#### Problem to work on
Each line of the data below that carries the word "trim" needs to be copied.

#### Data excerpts
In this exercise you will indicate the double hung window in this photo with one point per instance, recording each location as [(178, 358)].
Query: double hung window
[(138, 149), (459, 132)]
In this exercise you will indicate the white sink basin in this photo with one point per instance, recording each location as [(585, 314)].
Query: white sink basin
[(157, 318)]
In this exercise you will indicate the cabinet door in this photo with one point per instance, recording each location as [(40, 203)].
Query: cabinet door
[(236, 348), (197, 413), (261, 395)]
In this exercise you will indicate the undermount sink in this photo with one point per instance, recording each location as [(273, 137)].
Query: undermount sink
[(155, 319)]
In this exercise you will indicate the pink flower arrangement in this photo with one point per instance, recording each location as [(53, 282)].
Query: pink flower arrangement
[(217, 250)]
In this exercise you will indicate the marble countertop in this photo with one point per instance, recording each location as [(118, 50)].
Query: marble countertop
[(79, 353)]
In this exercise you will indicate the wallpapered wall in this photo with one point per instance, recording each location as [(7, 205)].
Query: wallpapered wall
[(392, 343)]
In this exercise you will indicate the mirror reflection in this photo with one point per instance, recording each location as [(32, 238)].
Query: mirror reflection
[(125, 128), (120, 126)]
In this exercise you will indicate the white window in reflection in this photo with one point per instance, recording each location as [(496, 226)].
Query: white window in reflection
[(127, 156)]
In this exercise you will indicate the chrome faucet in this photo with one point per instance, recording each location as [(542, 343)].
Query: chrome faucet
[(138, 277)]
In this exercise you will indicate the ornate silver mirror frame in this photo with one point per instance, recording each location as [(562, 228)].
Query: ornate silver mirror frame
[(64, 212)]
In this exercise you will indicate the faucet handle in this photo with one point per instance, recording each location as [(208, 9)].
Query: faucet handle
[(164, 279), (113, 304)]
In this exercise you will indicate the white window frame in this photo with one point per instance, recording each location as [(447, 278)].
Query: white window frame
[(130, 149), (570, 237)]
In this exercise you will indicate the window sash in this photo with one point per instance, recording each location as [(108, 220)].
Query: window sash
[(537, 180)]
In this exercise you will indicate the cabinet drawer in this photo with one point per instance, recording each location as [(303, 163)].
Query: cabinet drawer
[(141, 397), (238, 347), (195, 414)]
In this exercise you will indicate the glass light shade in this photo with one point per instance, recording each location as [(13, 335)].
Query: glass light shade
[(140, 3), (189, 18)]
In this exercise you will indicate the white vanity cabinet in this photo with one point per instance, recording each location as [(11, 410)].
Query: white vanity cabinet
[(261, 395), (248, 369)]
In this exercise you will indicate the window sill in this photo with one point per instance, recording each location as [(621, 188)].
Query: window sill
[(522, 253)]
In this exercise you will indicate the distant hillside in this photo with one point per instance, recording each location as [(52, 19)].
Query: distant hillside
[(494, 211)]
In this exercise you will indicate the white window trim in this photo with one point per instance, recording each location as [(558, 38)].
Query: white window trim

#### Solution for this problem
In this exercise you will indicate the white window trim in this photo with one point per instance, recording each location as [(558, 38)].
Query: white window trim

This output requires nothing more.